Task prompt: Reproduce the rows from the very start up to and including the line with "column 461, row 36", and leave the pictures out.

Rows from a data collection
○ ○ ○ ○ ○

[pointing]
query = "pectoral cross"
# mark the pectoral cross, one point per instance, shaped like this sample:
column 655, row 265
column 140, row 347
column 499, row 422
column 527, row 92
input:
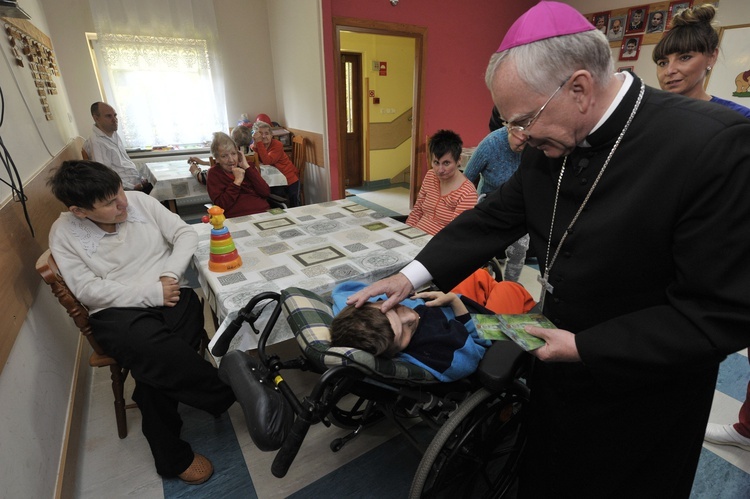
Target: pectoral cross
column 546, row 288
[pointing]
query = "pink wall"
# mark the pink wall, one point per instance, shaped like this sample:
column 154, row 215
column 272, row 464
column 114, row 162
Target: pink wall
column 461, row 36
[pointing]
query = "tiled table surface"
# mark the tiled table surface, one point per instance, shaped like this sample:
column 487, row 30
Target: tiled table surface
column 313, row 247
column 172, row 179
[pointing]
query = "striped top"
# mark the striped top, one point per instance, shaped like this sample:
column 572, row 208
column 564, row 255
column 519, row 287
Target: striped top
column 432, row 211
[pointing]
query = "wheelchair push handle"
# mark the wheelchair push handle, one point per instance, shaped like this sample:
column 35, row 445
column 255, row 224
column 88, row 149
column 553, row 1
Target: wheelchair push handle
column 246, row 314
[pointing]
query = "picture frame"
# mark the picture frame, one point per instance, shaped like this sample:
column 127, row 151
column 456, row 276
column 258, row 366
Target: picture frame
column 660, row 18
column 600, row 20
column 616, row 28
column 675, row 8
column 628, row 53
column 730, row 77
column 637, row 17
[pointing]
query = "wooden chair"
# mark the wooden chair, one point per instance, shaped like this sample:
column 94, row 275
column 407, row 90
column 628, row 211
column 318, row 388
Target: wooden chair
column 47, row 268
column 298, row 157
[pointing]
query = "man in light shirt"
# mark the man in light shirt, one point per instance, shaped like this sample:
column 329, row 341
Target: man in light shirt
column 106, row 147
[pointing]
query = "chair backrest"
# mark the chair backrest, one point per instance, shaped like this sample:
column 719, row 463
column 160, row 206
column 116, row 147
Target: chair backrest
column 298, row 158
column 47, row 268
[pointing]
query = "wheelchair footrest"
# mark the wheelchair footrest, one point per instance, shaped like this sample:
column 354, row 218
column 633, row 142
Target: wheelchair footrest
column 501, row 364
column 268, row 415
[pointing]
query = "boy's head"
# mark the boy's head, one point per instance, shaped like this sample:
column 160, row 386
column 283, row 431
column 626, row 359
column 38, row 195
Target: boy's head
column 242, row 136
column 446, row 141
column 82, row 183
column 225, row 151
column 369, row 329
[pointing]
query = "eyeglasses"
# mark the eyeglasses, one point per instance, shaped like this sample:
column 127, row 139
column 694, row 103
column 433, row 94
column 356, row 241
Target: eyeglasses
column 516, row 128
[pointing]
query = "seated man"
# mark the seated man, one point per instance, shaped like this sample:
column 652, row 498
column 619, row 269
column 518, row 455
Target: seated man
column 124, row 255
column 431, row 329
column 106, row 147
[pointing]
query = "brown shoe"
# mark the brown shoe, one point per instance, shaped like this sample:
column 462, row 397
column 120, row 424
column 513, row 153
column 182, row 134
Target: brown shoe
column 198, row 472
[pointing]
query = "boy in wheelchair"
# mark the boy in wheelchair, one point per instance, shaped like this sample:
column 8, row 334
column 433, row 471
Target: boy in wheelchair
column 431, row 329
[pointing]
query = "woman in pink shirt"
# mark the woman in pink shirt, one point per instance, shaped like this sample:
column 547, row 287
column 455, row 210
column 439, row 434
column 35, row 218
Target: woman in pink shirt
column 445, row 191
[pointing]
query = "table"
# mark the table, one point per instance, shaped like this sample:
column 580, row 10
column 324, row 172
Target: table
column 172, row 180
column 313, row 247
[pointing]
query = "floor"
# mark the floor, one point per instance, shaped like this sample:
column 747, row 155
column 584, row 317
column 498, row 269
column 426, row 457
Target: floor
column 110, row 467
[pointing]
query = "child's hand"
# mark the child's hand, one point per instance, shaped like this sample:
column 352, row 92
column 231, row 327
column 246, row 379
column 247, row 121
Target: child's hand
column 440, row 299
column 171, row 291
column 435, row 298
column 239, row 174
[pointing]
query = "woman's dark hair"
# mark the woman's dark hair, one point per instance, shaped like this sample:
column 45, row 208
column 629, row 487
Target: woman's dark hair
column 82, row 183
column 690, row 31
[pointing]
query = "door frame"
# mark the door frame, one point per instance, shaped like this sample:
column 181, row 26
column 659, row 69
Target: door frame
column 419, row 34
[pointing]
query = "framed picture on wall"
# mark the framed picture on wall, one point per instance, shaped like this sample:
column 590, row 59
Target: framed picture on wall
column 656, row 21
column 674, row 9
column 730, row 77
column 637, row 20
column 601, row 21
column 631, row 47
column 616, row 28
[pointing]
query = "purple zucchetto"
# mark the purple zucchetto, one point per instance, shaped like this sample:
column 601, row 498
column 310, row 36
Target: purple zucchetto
column 542, row 21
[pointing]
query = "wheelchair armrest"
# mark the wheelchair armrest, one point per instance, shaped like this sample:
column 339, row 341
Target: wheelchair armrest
column 501, row 364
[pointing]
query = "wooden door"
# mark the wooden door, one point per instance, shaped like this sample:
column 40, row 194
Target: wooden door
column 350, row 109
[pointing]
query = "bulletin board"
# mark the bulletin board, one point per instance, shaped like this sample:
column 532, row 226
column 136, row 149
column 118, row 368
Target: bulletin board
column 32, row 49
column 620, row 26
column 730, row 77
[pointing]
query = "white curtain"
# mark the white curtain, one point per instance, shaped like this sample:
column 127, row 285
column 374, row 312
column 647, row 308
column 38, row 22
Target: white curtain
column 159, row 67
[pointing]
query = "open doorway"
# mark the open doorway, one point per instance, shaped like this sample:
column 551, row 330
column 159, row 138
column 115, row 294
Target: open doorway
column 413, row 119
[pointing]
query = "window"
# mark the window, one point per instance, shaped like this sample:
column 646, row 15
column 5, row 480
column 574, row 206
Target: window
column 161, row 88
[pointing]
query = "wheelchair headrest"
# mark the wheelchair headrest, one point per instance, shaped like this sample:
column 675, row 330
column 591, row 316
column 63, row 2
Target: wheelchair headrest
column 310, row 317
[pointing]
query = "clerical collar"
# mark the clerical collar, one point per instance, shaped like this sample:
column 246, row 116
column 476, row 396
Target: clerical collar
column 612, row 107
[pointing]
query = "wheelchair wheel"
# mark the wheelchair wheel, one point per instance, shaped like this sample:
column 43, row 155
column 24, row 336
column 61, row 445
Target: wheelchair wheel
column 476, row 452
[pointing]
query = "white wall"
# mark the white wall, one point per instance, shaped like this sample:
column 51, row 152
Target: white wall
column 31, row 140
column 297, row 48
column 35, row 389
column 730, row 13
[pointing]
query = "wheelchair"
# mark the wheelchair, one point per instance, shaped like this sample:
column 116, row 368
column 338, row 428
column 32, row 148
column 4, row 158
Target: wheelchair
column 478, row 422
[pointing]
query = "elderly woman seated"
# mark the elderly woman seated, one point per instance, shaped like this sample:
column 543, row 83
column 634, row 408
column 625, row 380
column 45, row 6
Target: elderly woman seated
column 232, row 183
column 241, row 135
column 445, row 192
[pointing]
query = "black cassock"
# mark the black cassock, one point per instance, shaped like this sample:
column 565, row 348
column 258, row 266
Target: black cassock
column 653, row 278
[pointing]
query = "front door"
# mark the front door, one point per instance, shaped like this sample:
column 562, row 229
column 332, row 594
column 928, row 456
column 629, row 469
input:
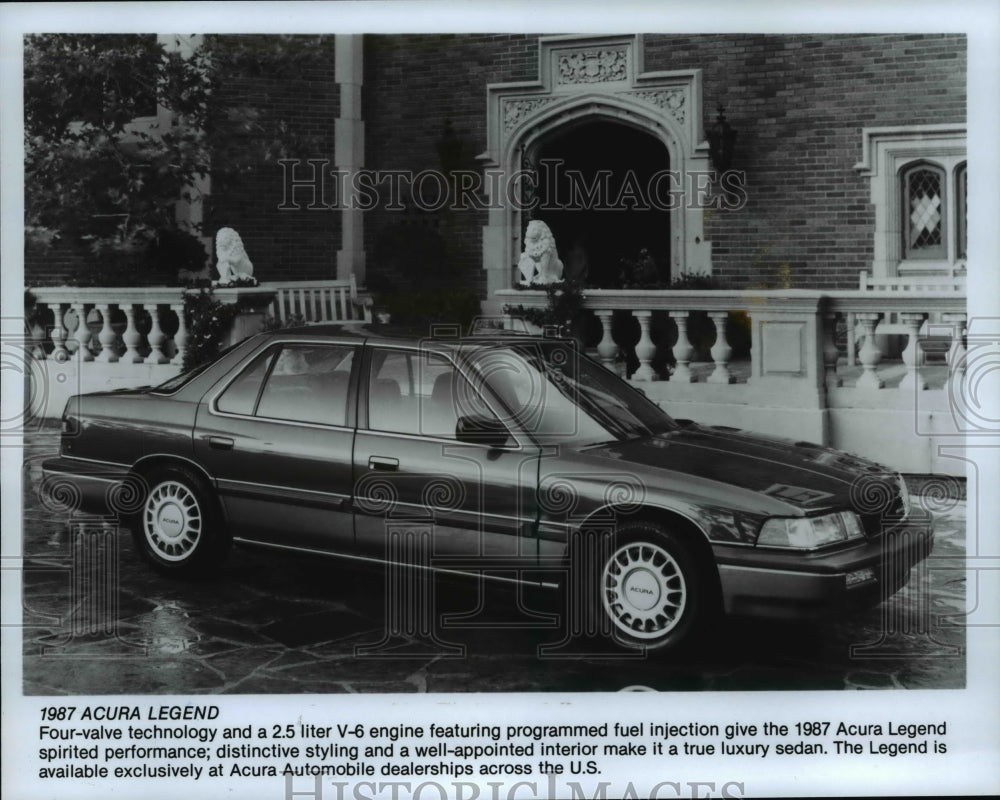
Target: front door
column 472, row 505
column 278, row 439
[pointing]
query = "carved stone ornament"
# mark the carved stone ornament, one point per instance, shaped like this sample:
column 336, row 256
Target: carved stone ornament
column 539, row 262
column 673, row 101
column 233, row 262
column 514, row 111
column 593, row 66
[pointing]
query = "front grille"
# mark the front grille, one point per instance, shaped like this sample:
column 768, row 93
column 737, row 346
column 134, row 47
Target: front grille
column 881, row 505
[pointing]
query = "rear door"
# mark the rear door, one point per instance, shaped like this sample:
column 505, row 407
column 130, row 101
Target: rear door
column 278, row 437
column 475, row 502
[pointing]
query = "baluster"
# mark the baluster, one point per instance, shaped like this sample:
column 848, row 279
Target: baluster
column 645, row 348
column 682, row 349
column 82, row 334
column 107, row 336
column 131, row 336
column 180, row 338
column 912, row 380
column 36, row 334
column 851, row 341
column 607, row 348
column 156, row 338
column 58, row 334
column 721, row 351
column 830, row 351
column 869, row 355
column 957, row 351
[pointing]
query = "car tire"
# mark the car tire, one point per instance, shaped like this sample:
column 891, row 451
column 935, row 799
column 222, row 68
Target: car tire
column 178, row 529
column 649, row 587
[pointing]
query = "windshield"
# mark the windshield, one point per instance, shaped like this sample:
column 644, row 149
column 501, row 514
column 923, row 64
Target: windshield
column 557, row 394
column 173, row 384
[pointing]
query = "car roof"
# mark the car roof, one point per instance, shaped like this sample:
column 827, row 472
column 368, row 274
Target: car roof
column 402, row 334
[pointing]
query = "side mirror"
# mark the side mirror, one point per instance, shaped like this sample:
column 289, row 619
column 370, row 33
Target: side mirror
column 474, row 429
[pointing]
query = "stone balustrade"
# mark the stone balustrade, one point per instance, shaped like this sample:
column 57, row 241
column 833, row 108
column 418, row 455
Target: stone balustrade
column 110, row 325
column 85, row 339
column 800, row 363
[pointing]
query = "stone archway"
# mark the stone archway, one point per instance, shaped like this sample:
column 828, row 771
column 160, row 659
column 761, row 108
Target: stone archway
column 602, row 192
column 586, row 80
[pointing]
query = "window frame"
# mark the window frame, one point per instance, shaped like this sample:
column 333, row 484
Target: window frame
column 888, row 155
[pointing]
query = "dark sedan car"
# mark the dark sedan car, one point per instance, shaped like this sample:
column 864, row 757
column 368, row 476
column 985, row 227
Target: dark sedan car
column 508, row 457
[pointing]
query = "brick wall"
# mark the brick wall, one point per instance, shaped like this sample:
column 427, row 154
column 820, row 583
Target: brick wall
column 798, row 102
column 298, row 111
column 414, row 87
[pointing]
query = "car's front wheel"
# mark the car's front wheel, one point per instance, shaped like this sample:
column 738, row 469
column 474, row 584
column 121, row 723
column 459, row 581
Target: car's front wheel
column 649, row 587
column 178, row 528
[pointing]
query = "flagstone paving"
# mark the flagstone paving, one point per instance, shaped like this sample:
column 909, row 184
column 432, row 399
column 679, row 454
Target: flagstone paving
column 270, row 624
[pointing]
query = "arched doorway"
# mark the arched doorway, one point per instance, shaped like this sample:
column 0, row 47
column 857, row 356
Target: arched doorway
column 595, row 180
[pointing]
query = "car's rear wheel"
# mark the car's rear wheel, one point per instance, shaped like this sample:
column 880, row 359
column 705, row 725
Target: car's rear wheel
column 178, row 528
column 649, row 587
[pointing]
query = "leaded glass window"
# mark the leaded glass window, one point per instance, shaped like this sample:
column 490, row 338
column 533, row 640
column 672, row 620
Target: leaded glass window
column 924, row 205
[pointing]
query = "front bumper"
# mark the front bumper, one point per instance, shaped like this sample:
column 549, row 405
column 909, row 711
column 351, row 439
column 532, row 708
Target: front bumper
column 80, row 485
column 785, row 584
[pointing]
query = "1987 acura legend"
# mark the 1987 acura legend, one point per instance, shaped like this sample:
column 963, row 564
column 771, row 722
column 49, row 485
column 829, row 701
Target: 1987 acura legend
column 517, row 457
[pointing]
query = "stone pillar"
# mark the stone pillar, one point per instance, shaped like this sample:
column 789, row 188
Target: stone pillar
column 869, row 355
column 911, row 359
column 107, row 336
column 155, row 338
column 830, row 351
column 180, row 338
column 645, row 348
column 682, row 349
column 58, row 334
column 721, row 351
column 131, row 336
column 82, row 334
column 607, row 349
column 956, row 353
column 349, row 152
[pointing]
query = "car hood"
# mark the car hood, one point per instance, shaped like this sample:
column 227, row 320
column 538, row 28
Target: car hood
column 803, row 475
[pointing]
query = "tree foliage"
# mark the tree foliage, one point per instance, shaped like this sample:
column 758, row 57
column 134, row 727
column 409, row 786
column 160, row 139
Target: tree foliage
column 99, row 181
column 93, row 177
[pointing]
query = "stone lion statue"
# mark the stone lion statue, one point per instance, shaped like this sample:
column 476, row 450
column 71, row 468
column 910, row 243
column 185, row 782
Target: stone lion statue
column 232, row 259
column 539, row 263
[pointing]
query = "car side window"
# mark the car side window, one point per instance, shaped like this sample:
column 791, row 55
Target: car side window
column 419, row 393
column 301, row 383
column 241, row 395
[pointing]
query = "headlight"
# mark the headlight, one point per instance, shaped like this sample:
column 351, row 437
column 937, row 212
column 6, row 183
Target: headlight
column 808, row 533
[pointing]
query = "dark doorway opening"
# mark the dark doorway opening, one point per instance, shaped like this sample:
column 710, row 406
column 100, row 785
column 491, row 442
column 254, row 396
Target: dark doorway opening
column 599, row 194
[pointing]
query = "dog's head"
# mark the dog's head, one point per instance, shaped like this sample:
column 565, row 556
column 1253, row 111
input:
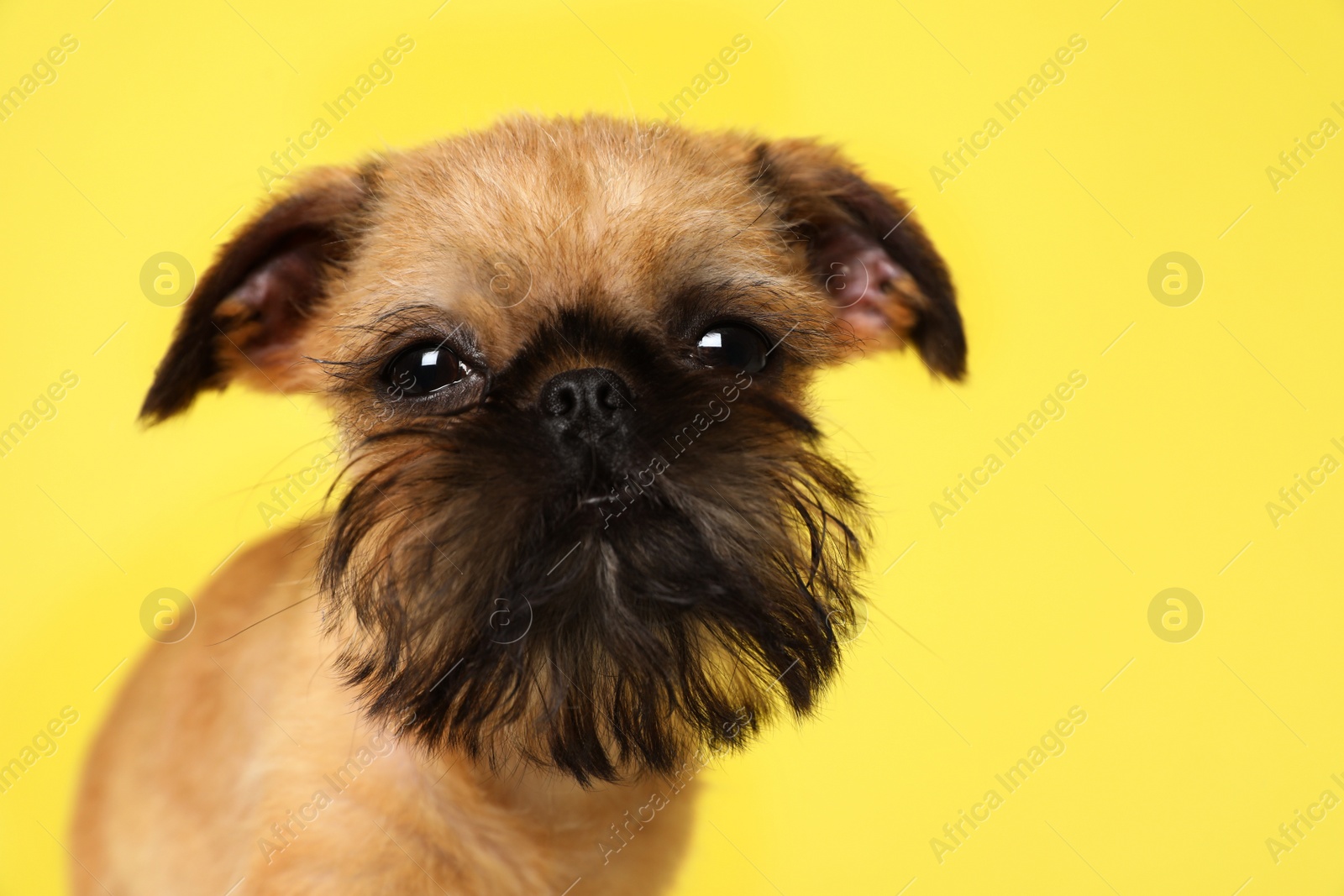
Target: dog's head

○ ○ ○ ○ ○

Correct response:
[pointing]
query = "pectoral cross"
# mark the pectoral cross, one point per instance, shaped like this sample:
column 655, row 265
column 140, row 347
column 499, row 422
column 527, row 92
input:
Target: pectoral cross
column 546, row 288
[pointing]
query = "pink wall"
# mark the pink wall, one point per instance, shaped like this sample:
column 154, row 215
column 272, row 464
column 114, row 162
Target: pink wall
column 461, row 36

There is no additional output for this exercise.